- _EXERCISE DESCRIPTION_
Beginning with the line containing "Objective: for every instance of the roof" and ending with the last line of the records, set down every line exactly.

- _Position identification records_
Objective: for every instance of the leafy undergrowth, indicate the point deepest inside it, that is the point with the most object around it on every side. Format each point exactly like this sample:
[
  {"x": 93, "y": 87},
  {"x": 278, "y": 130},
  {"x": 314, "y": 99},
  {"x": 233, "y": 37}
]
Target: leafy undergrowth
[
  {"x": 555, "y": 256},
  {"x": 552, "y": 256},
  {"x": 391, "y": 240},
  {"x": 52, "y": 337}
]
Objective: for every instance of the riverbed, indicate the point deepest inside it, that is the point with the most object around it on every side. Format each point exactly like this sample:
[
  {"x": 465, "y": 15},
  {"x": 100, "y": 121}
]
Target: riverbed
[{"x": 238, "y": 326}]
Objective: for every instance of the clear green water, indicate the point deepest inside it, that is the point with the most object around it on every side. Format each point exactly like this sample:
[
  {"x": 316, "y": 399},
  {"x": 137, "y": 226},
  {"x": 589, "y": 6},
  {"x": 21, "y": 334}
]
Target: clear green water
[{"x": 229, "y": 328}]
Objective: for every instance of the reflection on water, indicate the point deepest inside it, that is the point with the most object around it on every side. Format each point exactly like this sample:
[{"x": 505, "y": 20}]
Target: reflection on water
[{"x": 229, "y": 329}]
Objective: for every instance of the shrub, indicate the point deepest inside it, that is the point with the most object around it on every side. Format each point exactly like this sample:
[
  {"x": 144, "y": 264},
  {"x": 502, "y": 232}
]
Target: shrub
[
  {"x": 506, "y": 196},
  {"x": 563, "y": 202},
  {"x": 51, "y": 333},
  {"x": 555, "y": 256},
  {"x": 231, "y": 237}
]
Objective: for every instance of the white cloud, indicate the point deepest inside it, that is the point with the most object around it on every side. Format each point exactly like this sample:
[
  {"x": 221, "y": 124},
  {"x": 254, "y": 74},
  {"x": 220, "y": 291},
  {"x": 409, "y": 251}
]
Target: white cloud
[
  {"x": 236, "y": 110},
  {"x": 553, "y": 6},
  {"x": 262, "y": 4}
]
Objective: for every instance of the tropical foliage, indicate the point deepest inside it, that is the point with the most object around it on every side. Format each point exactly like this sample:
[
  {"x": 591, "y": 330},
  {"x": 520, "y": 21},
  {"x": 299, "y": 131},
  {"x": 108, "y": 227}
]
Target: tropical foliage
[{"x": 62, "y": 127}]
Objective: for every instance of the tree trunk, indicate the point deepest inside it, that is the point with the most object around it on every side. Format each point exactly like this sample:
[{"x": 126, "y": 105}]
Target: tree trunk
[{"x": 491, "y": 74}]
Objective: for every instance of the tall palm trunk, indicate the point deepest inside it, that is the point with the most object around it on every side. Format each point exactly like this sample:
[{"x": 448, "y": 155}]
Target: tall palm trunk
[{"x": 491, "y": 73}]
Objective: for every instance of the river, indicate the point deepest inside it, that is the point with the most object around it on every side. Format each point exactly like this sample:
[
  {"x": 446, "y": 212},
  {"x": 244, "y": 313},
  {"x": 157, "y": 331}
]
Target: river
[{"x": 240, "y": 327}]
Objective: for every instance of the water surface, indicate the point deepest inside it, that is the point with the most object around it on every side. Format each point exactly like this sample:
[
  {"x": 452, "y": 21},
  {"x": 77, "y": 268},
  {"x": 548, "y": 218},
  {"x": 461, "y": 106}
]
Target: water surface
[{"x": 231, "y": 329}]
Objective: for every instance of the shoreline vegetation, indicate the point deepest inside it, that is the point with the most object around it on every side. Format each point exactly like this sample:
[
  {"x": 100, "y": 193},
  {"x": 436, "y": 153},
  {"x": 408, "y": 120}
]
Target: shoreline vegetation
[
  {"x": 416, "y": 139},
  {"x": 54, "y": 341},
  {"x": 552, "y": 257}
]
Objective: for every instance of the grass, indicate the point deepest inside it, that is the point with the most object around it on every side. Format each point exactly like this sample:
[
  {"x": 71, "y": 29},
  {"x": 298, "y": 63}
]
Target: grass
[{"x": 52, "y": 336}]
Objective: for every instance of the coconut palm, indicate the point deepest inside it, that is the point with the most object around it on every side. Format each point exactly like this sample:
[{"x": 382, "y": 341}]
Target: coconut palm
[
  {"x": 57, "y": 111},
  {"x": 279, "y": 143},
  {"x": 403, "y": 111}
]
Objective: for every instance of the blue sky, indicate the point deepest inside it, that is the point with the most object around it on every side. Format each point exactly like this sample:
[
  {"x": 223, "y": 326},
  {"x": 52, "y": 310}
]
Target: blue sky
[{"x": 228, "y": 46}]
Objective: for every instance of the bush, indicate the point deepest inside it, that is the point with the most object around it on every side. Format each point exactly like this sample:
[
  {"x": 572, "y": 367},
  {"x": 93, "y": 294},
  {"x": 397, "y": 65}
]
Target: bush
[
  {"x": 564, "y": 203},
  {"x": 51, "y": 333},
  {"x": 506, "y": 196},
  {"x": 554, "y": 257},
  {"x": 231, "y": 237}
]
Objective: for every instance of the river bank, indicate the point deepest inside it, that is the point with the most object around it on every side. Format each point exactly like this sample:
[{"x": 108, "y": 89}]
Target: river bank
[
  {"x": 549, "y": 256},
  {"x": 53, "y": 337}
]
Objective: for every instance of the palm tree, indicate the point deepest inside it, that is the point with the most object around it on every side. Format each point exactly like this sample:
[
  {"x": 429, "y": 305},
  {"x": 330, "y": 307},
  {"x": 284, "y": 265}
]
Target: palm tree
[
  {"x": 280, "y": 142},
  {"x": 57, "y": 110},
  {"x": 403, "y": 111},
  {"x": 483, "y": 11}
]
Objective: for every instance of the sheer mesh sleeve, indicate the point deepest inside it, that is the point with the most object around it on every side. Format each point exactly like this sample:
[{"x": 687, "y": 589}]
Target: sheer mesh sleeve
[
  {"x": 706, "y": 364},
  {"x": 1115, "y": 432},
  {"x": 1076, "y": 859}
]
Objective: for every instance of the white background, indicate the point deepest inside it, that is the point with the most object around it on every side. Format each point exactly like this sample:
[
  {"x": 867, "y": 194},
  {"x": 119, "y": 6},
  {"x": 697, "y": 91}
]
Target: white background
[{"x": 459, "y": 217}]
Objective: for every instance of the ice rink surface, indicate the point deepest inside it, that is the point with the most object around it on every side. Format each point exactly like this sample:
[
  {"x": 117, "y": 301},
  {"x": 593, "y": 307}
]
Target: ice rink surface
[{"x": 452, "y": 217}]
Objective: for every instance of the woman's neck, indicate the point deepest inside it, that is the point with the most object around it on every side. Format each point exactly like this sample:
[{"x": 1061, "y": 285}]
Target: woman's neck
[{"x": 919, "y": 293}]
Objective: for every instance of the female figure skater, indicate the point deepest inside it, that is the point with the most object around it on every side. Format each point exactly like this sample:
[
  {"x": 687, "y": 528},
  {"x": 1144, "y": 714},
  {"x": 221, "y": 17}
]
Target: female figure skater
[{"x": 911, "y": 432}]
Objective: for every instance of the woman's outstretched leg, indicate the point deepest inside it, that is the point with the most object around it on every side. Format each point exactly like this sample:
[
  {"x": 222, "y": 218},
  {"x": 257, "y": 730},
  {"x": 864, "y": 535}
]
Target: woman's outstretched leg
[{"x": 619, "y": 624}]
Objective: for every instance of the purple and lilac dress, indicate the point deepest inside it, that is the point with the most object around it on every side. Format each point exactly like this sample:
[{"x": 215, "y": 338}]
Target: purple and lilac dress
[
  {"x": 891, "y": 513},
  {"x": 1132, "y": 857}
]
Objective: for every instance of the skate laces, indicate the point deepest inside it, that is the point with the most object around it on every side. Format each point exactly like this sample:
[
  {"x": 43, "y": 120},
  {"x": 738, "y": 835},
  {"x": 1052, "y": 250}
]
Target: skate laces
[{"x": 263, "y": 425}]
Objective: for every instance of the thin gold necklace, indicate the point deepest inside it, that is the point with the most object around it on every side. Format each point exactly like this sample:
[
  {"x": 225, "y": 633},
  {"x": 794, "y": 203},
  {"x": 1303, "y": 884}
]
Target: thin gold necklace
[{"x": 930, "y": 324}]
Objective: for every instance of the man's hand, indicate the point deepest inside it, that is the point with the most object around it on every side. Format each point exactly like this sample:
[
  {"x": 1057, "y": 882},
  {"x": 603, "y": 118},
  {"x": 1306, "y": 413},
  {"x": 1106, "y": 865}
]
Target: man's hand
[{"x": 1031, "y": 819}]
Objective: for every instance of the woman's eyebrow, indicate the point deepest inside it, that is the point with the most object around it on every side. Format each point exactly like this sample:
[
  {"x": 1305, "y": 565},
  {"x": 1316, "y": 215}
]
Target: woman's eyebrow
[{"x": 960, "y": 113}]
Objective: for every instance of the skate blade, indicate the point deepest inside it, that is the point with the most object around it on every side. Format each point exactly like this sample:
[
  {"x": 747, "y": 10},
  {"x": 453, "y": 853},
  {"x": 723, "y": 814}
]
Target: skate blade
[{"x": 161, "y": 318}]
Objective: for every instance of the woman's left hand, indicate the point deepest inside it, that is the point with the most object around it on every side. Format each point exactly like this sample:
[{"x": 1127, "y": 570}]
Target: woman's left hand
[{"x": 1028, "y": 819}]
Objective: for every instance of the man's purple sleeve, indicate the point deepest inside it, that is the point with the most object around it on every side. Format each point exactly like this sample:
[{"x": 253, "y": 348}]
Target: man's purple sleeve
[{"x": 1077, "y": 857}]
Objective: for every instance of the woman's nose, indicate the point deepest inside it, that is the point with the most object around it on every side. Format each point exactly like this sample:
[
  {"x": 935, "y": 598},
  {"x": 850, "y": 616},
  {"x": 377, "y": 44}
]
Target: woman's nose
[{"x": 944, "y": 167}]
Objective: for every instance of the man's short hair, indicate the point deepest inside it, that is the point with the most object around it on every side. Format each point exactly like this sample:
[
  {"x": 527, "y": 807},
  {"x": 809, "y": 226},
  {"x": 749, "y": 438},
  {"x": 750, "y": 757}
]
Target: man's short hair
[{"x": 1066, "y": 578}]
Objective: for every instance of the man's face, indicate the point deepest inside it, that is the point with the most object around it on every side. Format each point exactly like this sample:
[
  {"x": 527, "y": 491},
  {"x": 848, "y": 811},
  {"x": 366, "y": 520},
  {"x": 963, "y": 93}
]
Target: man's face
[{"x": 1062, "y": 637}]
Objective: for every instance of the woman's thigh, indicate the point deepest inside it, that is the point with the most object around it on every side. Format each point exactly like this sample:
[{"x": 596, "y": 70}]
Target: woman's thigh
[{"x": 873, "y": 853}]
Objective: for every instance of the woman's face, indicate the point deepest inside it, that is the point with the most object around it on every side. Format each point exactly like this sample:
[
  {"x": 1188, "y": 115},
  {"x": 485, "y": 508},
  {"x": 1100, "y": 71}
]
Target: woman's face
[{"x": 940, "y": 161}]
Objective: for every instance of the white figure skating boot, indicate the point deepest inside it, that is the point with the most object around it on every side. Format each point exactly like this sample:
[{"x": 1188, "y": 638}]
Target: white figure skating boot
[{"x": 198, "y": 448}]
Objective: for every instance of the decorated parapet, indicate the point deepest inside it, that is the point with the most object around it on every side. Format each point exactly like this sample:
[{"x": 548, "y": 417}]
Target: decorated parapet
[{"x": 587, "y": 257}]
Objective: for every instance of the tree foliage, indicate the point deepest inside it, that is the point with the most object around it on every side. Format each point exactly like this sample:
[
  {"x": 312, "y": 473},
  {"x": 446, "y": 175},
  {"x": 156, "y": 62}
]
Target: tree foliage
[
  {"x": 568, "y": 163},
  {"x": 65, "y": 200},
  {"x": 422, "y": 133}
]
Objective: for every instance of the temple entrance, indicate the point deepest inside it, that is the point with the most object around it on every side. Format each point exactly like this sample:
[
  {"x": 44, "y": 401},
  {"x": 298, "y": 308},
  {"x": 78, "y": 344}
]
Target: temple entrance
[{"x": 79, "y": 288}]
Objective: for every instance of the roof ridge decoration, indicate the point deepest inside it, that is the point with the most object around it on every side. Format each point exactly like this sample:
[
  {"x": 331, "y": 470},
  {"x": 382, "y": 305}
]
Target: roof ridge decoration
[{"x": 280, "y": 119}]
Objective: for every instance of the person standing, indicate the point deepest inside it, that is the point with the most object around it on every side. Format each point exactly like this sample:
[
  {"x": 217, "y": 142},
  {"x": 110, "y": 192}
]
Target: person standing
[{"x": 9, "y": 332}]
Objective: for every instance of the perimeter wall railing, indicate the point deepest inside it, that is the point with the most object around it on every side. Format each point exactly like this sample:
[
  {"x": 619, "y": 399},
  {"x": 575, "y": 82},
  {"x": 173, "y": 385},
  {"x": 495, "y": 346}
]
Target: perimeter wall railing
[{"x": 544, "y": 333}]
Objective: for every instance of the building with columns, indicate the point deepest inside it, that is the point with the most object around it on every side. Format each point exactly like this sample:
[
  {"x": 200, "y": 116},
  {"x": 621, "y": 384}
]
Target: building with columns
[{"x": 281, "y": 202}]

- _RESULT_
Objective: for every instance of the roof ridge decoration, indicate the point deepest inside it, that is the point with the most object around it on every side. Format each point exactly like this sample:
[
  {"x": 331, "y": 470},
  {"x": 382, "y": 305}
]
Target: roof ridge decoration
[{"x": 280, "y": 119}]
Objective: for every instance of the person standing, indicate the point deepest inside it, that is the point with the most object around it on every side. Format each point exactly like this sample:
[
  {"x": 217, "y": 142},
  {"x": 110, "y": 192}
]
Target: person standing
[{"x": 9, "y": 332}]
Objective: for every instance of the perimeter wall railing, indicate the point deepest inside it, that is the point with the most object around it on every side. Format each point exactly like this sample:
[
  {"x": 619, "y": 399},
  {"x": 575, "y": 82},
  {"x": 173, "y": 385},
  {"x": 495, "y": 346}
]
Target: perimeter wall railing
[{"x": 544, "y": 333}]
Objective: for every instance of the building with columns, indicate the point deepest inside it, that is the point with the most object around it on every side. Format each point exactly like this sample:
[
  {"x": 200, "y": 116},
  {"x": 621, "y": 384}
]
Target: building with columns
[{"x": 281, "y": 202}]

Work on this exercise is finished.